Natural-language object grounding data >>
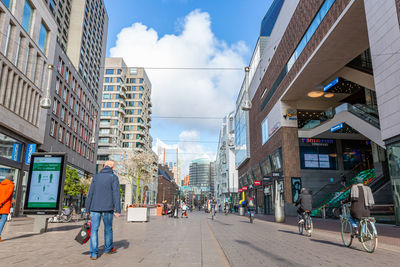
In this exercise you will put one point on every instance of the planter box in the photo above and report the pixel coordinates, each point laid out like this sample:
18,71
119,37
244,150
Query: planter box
153,211
138,215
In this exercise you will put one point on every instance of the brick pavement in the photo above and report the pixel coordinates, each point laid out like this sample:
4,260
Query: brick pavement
197,241
388,234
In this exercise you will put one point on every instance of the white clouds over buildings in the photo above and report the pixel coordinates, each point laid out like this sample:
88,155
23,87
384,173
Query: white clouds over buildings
205,93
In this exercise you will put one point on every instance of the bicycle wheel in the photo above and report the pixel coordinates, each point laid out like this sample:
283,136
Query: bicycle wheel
369,238
301,228
347,234
310,226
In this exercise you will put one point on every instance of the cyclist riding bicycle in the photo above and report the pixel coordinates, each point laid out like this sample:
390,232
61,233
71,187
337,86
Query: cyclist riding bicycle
361,200
305,202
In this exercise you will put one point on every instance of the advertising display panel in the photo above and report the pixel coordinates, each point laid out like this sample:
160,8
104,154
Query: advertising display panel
45,183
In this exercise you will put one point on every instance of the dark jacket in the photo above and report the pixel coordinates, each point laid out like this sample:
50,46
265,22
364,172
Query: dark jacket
104,193
358,208
305,201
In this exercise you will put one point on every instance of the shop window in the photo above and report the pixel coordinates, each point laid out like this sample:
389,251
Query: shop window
318,154
10,148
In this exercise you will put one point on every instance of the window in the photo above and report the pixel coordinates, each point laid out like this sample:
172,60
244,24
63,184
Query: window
52,127
318,153
264,131
18,50
300,47
27,17
7,3
43,38
55,106
60,134
9,31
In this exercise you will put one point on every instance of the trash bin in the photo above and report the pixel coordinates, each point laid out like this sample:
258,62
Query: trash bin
241,211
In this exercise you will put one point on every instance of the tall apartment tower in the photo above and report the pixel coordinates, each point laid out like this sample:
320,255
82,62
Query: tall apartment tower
125,112
27,40
76,84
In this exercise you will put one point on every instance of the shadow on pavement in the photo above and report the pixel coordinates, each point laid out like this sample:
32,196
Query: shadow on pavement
222,223
121,244
289,232
22,236
283,261
64,228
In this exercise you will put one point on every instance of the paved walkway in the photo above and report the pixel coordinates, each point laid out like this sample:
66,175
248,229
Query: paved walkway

TASK ITEM >> Each entry above is to be written out exactly. The pictures stay out.

RESPONSE FOR THIS EXERCISE >>
In this exercise you will put one point on every instance of the planter box in the photo above and report the pixel coordinates, each point laid out like this sample:
18,71
119,37
244,150
Query: planter box
153,211
138,215
In this exercise you will put one point on every instance of the brick pavement in the photo above and report the pixel coordinates, each point laid out like this sample:
4,260
Query: brick pavement
197,241
388,234
In this exercise you will put one point on every instance of the white clouds over buildings in the photo above and report the pixel coordinates, each point laid out like this sample:
88,155
23,87
384,173
Query: white clouds over buildings
205,93
In this exercise you will put one point on every instance of the bicycle wheel in the photo above and report the pixel coordinates, each point laid out like this sample:
283,136
Query: bicycle wheel
369,238
301,228
347,234
310,226
In this exercise you will put one point on every instance of the cyclist riding bicycle in the photo above and report the pixel coordinates, each point laid out like this sample:
390,232
61,233
71,187
337,86
Query: cyclist riding bicycle
361,200
305,202
In this exercise you will put one point on every instance of the advertising display panel in the photo above and report the pixel coordinates, each point laid out like this sample:
160,8
104,154
Query: advertising display panel
45,183
In this exercise you will put one point on every instance of the dark jacket in the photo above and report the pixel coordinates, each point laid out like this sample:
50,46
265,22
364,172
Query: dark jacket
104,193
358,208
305,201
In this exercise you will put one point on every instance of the shop window in the photo above and report the pixel coordinates, each point laid out like this sample:
389,251
Query: shop window
318,154
10,148
In this exercise you will put one point on every instance of the window in the photo above and report the pixel coordinates, each point laid out like this sample:
172,60
244,24
63,184
Query: window
52,127
318,153
264,131
18,50
300,47
27,17
7,3
43,38
55,106
60,134
9,31
In this exercise you will put one point on every instance of the trash bin in the photo above and report the pixel coordinates, each point laid out like this sample:
258,62
Query: trash bin
241,211
In this exercise you will put one point on every instance of the tall apartment tower in the photo above and report the pixel coordinates, each point laid out like this sample:
320,255
82,62
Query: tall apartment tower
125,112
27,40
76,84
In this exercise you will put one point on every instance of the shadow on pavement in the photo above and report the pixel coordinates, each point laid out like this sample:
32,196
Query: shadow on pavement
222,223
121,244
289,232
22,236
283,261
64,228
In this exercise you will put one point on every instance of the paved walkway in the photo above and report the pixel coordinates, each point laid out like this sample:
66,175
248,229
Query: paved walkway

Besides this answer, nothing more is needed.